## WHAT IS BEING ASKED
List every line in the records below that contains the string "crate", matching case exactly.

## ENTRIES

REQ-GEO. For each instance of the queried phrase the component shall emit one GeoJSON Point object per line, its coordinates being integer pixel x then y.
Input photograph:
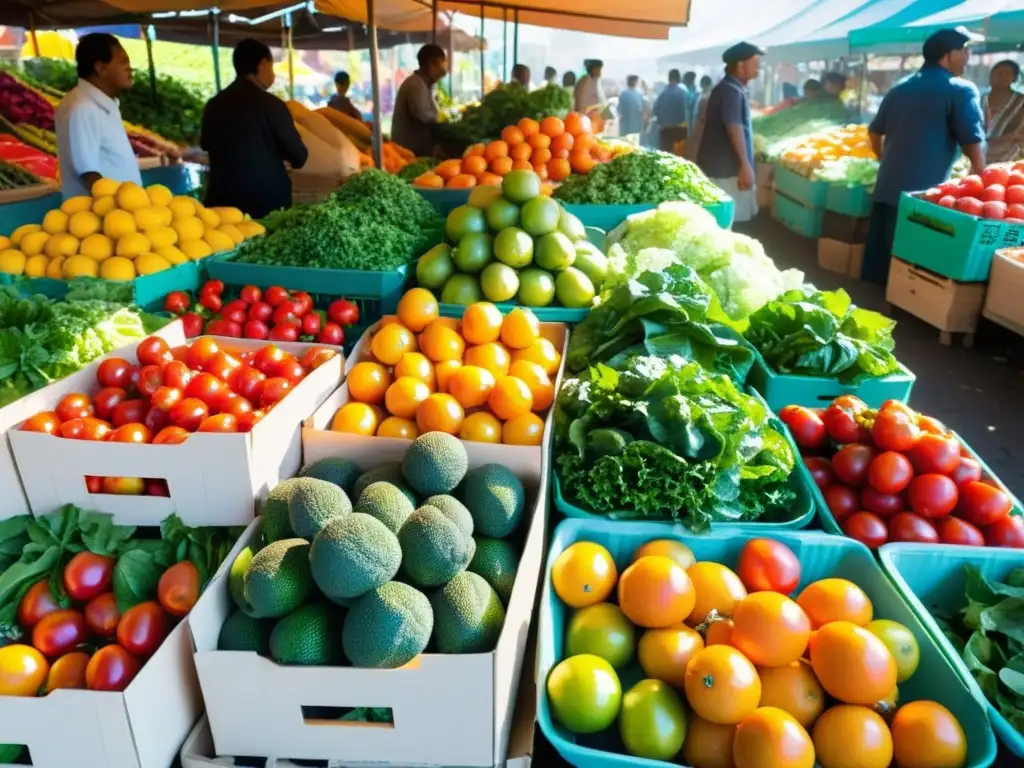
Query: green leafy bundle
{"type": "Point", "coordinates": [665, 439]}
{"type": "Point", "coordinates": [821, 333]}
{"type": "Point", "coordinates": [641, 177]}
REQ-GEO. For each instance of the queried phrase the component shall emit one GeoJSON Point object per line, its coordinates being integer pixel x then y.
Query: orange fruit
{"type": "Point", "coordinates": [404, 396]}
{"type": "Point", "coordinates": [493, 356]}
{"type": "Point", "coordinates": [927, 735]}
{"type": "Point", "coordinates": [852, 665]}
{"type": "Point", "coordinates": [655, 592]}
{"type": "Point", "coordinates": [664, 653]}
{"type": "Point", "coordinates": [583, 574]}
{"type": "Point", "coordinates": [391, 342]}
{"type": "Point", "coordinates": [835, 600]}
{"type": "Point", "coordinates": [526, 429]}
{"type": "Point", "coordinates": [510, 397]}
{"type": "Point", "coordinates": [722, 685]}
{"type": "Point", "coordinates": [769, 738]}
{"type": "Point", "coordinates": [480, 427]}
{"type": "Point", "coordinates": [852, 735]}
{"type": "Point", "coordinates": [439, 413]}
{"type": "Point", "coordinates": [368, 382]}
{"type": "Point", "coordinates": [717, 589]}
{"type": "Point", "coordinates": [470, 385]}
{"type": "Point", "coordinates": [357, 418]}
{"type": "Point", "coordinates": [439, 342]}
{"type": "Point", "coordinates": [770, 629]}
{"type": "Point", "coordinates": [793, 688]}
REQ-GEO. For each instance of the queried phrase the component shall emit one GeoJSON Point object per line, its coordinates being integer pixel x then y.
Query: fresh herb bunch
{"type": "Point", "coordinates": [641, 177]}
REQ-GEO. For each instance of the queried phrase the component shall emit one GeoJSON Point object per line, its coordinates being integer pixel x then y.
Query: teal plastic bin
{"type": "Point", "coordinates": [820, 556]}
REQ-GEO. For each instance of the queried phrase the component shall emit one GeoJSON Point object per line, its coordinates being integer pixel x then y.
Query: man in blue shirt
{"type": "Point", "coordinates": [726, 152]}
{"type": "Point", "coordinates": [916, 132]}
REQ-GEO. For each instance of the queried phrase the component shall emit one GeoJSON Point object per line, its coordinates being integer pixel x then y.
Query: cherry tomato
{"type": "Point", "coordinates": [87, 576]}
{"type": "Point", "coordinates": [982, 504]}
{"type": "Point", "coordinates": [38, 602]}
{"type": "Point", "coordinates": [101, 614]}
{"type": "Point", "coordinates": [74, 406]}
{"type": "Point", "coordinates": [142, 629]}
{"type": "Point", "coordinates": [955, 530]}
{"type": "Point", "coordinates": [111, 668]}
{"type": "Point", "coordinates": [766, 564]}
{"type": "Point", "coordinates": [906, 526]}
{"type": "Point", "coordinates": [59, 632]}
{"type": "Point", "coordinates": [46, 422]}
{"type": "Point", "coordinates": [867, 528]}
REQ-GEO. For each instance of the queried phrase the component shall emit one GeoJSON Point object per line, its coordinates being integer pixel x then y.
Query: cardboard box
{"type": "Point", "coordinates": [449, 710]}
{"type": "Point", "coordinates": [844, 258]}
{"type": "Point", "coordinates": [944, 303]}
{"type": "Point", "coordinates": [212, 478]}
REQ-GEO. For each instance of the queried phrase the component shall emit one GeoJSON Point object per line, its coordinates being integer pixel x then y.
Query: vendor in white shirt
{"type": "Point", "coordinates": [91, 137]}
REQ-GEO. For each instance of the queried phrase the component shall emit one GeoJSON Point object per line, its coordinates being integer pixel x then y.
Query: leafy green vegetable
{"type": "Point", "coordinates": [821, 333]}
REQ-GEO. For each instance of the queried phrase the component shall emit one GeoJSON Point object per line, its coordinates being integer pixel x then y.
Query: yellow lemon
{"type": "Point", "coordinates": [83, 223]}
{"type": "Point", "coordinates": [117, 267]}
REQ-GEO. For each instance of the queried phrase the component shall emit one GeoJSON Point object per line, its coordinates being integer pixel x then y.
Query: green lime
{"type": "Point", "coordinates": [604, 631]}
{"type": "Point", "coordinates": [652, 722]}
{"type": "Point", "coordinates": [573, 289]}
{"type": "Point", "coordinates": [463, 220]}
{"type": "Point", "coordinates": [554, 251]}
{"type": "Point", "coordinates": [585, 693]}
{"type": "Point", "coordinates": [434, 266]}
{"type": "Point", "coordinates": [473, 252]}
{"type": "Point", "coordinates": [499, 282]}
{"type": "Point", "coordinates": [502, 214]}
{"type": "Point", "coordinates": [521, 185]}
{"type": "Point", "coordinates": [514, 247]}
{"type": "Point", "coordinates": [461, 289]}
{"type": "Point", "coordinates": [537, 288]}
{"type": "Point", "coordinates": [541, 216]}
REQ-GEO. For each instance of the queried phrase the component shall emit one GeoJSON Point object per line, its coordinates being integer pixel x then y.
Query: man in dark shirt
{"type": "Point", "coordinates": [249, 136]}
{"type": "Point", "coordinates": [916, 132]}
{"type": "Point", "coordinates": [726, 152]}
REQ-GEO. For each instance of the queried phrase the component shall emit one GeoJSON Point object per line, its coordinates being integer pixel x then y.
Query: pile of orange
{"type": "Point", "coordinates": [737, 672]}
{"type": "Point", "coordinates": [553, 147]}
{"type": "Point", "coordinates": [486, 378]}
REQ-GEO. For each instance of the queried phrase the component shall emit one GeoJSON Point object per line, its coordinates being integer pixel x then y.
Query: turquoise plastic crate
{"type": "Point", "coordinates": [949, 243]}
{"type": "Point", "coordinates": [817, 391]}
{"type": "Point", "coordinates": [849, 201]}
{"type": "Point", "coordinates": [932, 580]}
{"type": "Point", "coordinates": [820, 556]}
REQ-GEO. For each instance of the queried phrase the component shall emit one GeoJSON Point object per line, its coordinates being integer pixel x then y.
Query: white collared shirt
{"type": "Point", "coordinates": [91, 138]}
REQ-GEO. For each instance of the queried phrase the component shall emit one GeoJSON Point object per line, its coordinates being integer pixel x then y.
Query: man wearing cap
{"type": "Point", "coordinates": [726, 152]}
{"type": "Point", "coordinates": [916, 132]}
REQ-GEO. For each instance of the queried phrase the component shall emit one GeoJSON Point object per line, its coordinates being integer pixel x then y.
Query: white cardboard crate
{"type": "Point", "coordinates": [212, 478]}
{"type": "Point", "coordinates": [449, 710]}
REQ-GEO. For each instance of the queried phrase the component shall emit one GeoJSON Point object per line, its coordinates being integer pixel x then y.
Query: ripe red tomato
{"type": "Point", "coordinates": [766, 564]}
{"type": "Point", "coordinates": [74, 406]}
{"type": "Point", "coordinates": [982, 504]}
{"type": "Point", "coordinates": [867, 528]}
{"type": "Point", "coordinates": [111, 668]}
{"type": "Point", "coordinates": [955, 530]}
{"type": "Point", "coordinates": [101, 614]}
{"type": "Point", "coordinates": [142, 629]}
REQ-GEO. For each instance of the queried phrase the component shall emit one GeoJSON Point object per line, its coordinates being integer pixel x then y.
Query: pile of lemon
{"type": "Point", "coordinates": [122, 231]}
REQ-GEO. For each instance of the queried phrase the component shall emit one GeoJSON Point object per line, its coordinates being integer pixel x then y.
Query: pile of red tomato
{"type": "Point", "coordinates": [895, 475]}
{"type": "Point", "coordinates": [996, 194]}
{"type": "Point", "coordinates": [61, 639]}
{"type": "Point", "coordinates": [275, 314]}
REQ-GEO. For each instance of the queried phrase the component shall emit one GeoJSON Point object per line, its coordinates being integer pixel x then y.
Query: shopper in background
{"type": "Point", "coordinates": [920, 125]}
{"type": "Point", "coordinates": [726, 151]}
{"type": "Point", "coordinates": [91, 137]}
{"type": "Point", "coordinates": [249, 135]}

## THE SOLUTION
Query: turquoise plastic crate
Query: white cardboard crate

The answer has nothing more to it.